:: Requirement ::
Among the lines below, keep only those from the one containing "the ant black" through the one containing "the ant front", and reproduce them exactly.

Data section section start

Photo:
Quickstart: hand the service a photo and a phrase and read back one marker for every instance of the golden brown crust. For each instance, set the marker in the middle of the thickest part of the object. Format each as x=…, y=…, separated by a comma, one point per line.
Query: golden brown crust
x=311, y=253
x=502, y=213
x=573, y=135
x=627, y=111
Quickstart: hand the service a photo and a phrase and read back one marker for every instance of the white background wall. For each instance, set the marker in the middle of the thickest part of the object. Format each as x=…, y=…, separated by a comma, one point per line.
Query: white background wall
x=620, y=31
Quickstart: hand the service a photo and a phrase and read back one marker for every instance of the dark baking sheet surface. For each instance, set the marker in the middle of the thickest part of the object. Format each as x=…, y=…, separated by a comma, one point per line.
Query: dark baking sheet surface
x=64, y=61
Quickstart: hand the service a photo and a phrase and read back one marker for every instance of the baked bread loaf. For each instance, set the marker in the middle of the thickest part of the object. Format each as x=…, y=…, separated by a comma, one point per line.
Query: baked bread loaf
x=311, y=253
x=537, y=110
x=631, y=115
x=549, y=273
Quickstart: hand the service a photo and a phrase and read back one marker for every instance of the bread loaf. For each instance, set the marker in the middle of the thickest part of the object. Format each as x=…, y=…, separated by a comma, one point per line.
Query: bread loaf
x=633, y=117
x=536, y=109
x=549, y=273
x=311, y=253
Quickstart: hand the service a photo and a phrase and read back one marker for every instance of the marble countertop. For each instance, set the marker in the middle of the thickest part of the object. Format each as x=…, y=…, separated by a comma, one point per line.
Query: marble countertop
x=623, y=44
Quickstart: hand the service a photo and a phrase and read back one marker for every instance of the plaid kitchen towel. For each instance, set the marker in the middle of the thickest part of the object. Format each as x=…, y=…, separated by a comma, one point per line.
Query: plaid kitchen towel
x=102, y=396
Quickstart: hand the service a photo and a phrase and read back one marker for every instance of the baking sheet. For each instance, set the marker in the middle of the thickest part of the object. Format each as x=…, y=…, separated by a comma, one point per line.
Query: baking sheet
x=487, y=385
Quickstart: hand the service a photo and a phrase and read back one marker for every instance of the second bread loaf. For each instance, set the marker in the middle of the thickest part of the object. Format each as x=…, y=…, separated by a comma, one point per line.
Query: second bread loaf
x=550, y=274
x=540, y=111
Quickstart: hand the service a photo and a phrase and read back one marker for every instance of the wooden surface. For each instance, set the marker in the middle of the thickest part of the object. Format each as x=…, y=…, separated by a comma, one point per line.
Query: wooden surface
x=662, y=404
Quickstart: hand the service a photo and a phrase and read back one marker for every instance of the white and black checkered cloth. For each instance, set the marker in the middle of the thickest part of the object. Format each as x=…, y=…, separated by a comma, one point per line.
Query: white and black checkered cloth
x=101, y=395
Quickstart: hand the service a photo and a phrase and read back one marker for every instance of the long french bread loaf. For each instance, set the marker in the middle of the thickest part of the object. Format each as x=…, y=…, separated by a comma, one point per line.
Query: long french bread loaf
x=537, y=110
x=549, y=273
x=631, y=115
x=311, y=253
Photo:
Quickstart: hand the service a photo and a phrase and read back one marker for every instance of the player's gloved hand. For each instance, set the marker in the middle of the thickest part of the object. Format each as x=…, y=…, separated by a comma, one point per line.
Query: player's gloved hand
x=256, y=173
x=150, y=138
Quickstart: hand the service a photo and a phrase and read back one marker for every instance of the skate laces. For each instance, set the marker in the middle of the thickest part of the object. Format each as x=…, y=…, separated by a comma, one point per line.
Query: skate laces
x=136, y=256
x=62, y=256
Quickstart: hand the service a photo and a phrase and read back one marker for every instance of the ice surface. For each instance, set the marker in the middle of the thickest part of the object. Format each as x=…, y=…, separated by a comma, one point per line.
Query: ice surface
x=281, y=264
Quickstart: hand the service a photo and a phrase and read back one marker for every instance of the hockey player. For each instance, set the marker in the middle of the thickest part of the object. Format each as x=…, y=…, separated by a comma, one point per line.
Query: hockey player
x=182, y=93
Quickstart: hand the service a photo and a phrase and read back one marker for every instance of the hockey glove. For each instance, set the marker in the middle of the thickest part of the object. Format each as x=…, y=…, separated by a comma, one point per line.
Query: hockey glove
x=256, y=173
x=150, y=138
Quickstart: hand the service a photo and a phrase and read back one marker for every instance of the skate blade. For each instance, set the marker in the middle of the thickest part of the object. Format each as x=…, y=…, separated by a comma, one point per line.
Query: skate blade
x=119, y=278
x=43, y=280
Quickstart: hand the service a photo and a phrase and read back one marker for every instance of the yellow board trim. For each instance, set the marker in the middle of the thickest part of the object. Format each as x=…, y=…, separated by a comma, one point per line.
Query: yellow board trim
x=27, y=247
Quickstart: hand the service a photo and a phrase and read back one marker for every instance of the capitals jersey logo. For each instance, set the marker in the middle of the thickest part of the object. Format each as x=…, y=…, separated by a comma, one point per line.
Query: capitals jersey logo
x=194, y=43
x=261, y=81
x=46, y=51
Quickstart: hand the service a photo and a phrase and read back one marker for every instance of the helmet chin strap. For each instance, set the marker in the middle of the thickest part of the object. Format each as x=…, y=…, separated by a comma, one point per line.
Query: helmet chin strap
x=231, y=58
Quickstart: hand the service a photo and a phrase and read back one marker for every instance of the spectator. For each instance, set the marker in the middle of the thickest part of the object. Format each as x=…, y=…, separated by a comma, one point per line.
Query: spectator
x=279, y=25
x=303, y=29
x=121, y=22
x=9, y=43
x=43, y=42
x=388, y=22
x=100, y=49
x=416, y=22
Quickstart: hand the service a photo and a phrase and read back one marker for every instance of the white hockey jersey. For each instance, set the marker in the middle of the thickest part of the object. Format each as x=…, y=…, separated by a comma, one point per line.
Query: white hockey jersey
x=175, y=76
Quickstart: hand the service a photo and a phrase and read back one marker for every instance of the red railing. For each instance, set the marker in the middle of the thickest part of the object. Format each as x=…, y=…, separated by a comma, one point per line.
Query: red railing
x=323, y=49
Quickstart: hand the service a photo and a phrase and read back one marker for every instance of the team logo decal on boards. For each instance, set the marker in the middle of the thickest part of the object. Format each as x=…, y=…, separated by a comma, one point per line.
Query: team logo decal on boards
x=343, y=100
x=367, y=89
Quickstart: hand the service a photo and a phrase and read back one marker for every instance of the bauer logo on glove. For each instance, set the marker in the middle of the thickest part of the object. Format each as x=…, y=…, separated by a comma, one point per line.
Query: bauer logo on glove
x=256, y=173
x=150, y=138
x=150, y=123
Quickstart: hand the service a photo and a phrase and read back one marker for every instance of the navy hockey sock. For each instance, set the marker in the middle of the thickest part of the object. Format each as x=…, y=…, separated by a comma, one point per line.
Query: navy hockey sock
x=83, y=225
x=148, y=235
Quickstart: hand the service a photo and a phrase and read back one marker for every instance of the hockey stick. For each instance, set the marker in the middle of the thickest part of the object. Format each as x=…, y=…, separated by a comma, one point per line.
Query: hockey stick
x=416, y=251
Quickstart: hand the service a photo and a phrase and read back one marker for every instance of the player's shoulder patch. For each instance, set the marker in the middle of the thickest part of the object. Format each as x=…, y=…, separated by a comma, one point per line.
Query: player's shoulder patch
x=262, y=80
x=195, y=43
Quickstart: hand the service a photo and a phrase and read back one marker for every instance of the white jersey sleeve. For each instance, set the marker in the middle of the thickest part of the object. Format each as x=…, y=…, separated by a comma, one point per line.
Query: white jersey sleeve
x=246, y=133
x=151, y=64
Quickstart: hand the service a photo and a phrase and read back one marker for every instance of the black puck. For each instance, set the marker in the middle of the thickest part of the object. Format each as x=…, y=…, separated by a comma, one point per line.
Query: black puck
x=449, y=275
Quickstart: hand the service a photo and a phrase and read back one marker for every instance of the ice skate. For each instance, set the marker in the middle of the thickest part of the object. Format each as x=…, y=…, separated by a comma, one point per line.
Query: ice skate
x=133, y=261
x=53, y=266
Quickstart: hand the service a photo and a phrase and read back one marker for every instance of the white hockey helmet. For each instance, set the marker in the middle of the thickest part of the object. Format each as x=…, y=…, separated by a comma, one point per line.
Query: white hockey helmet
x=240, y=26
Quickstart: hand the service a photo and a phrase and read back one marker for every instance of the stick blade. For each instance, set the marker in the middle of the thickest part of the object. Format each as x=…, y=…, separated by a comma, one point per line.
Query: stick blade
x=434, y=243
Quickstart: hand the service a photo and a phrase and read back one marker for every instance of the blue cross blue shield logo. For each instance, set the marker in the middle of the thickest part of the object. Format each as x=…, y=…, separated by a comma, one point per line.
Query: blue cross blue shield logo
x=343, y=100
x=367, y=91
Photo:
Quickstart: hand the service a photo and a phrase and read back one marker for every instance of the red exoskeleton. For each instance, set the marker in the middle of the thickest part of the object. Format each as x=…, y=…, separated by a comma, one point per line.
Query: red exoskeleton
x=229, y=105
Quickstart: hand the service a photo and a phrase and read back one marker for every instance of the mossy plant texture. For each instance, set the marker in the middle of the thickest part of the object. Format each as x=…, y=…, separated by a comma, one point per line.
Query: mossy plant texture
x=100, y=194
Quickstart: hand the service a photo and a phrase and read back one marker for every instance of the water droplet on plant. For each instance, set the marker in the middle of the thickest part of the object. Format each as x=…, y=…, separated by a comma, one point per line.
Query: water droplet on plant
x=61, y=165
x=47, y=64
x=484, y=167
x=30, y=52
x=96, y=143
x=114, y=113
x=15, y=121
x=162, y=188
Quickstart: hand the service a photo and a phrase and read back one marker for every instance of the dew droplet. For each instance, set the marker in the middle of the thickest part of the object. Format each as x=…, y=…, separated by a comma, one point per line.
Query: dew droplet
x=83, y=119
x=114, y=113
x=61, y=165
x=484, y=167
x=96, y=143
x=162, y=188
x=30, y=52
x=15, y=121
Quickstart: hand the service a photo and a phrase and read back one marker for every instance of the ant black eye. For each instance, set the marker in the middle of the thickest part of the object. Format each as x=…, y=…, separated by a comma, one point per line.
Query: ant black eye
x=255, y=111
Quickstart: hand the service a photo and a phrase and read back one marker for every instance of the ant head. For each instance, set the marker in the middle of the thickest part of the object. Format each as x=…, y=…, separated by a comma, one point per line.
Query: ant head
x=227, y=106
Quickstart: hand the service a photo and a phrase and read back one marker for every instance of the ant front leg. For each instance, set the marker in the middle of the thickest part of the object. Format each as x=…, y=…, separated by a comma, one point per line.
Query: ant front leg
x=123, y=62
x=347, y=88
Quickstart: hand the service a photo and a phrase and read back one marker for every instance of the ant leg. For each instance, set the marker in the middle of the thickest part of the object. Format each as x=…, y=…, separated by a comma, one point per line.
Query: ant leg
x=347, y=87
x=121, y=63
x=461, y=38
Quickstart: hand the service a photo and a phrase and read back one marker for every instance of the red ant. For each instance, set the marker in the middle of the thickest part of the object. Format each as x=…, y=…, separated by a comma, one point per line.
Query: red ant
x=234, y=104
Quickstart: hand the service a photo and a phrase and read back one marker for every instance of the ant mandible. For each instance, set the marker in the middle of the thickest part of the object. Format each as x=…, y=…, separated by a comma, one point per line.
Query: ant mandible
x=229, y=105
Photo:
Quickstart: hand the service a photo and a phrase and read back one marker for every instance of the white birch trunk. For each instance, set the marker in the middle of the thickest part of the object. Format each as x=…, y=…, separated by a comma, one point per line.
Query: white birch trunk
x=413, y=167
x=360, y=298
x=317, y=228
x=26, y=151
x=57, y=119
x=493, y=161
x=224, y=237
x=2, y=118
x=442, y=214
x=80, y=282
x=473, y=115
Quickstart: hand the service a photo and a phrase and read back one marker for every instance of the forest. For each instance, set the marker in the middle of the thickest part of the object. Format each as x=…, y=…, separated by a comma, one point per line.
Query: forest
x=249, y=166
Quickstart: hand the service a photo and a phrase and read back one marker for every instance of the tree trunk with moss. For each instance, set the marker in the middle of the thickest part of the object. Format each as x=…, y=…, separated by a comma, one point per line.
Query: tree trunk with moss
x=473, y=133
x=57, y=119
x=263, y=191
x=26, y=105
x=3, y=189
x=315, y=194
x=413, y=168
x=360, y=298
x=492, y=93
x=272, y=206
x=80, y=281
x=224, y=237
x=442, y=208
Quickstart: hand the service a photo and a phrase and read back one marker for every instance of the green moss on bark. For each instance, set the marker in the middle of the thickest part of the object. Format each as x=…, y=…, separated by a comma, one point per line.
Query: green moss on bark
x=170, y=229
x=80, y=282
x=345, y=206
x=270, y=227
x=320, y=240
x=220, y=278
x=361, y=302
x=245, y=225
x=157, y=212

Data section section end

:: Exercise solution ::
Quickstart: hand the service a photo and a phrase and read back one marker for every instance of the ant black eye. For each instance, set the marker in the middle of the thickest part of the object. Format each as x=…, y=…, separated by a comma, one point per line.
Query: ant black eye
x=255, y=111
Quickstart: hand the service a photo and a phrase and read back one marker for every instance of the ant head. For each instance, set the marker in the middle of the thickest part of the object. Format each as x=…, y=…, separated by a comma, one point per line.
Query: ant head
x=227, y=106
Quickstart: hand the service a photo and a phrase and read back one marker for every instance of the ant front leg. For each instance, set the marker in the middle of the thickest part of the object. Format each as x=…, y=…, separated by a comma, one point per line.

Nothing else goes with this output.